**Task prompt:**
Transcribe each record exactly. Omit the pictures.

═══ Dataset excerpts

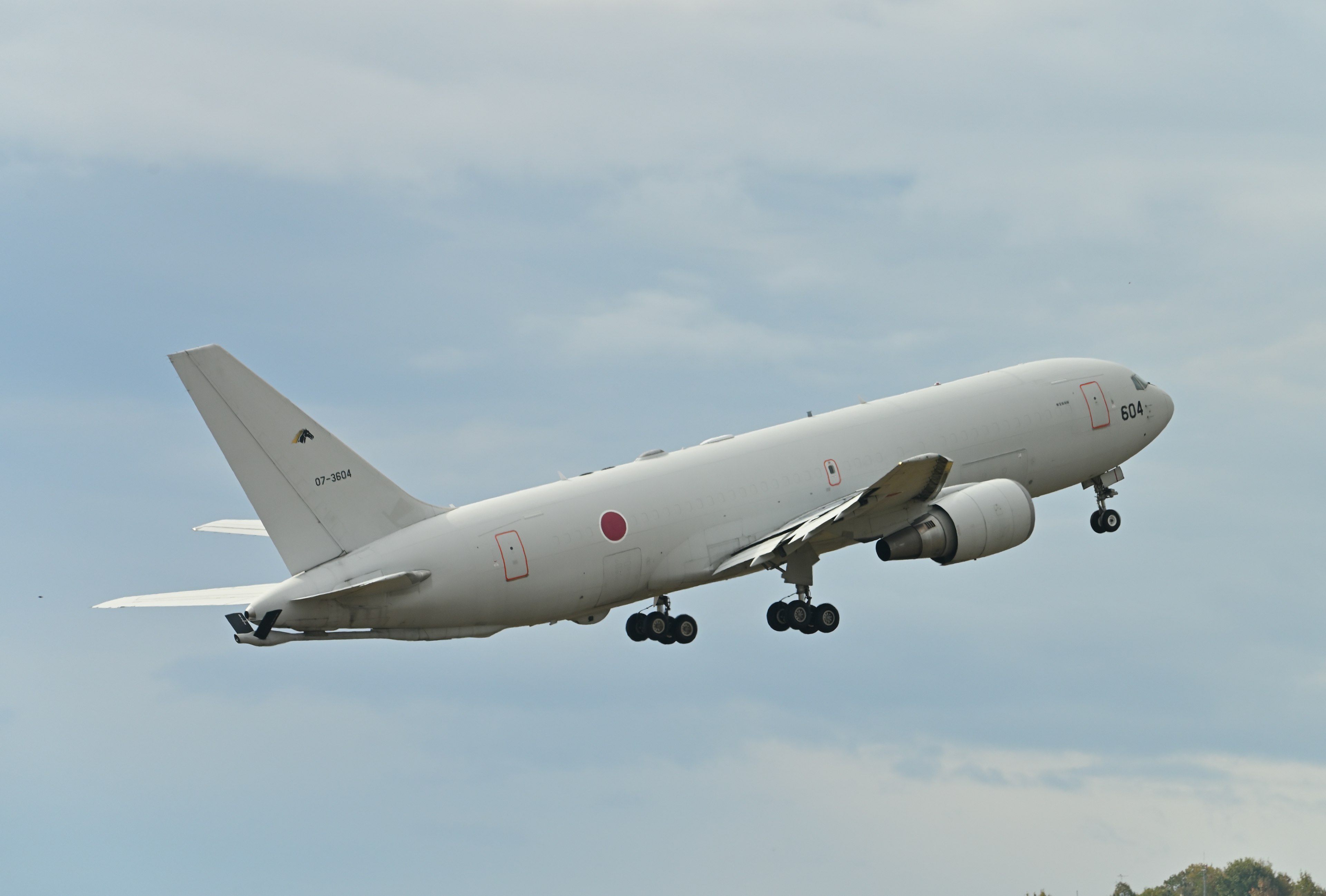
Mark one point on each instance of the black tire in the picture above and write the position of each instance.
(686, 629)
(827, 618)
(670, 635)
(655, 626)
(636, 627)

══════

**Answer section:**
Mark one point on each instance of the black tire in the picture above and write the position of each instance.
(686, 629)
(827, 618)
(670, 635)
(655, 626)
(636, 627)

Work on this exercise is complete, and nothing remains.